CONSIGNES:
1. D'après l'extrait sur la frontière sino-indienne, où et à quelle date l'échange de notes secrètes mentionné par Zhou Enlai a-t-il eu lieu ?
2. Poursuivez l'extrait sur la frontière sino-indienne à partir de sa dernière phrase.

EXTRAIT DU TEXTE:
_____

Succédant à des échanges de notes quasi quotidiens, la lettre de Zhou Enlai, datée du 8 septembre 1959 confirmait les propos tenus dans sa lettre de janvier, ajoutant : ‘“ la soi-disant ligne McMahon ne fut jamais discutée à la conférence de Simla, mais fut définie par les représentants britanniques et les représentants des autorités locales tibétaines derrière le dos du représentant du Gouvernement central chinois au travers d’un échange de notes secrètes à Delhi le 24 mars 1914, soit avant la signature du traité de Simla”’ 690, remettant en outre en cause le traité tibéto-ladakhi de 1842 parce que ‘“ le Gouvernement central chinois d’alors n’envoya personne participer à la conclusion de ce traité, ni ne ratifia le traité par la suite”’ 691. En fait Zhou Enlai remettait en cause l’ensemble de la frontière sino-indienne, expliquant que l’Angleterre, ‘“ utilisant l’Inde comme base, conduisit une vaste expansion territoriale dans la région tibétaine de Chine, et même dans la région du Xinjiang”’ 692.

Notes
685.

Voir paragraphe suivant.

686.

Et ce, malgré les appels au calme du Dalaï Lama. Il est vrai que dès 1956 l’APL a entrepris de démanteler le pouvoir ecclésiastique dans l’est du pays, détruisant notamment les monastères de Litang et de Batang. Pour une vision tibétaine des événements, voir G. T. Andrugstang, Four Rivers, Six Ranges, Dharamsala, LTAA, 1973.

_____

ENREGISTREMENTS:
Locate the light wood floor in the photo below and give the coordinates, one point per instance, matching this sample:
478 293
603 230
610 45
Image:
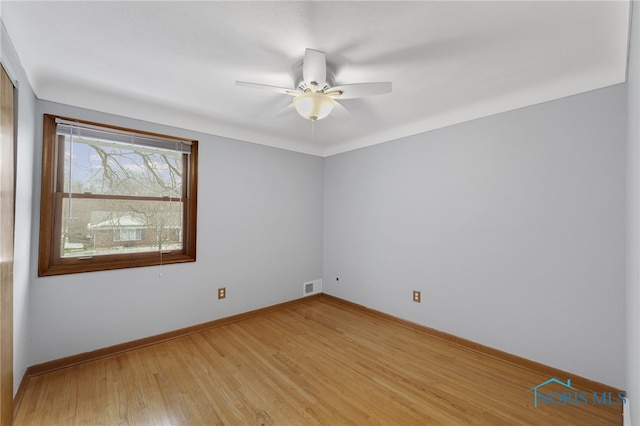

_____

RÉPONSES DANS L'ORDRE:
1. À Delhi, le 24 mars 1914.

2.
687.

Pour cet épisode de l’exil, voir John Avedon, In Exile From the Land of Snows, London, Michael Joseph, 1984.

688.

Le gouvernement maintint un temps l’accusation de kidnapping du Dalai Lama par l’Intelligence Bureau (IB) indien.

689.

Scéance du 28 août. Nehru reconnut lors de la scéance du 10 septembre que le secret sur les accrochages avait été maintenu parce qu’il pensait qu’il était plus facile de négocier avec les Chinois “ sans trop de publicité ”. Il conclut en assurant que les négociations seraient désormais rendues publiques.

690.

“ the so-called McMahon line was never discussed at the Simla onference, but was determined by the British representatives and the representatives of the Tibet local authorities behind the back of the representative of the Chinese Central Government through an exchange of secret notes at Delhi on March 24, 1914, that is, prior to the signing of the Simla Treaty ”, White paper II, p. 30.

691.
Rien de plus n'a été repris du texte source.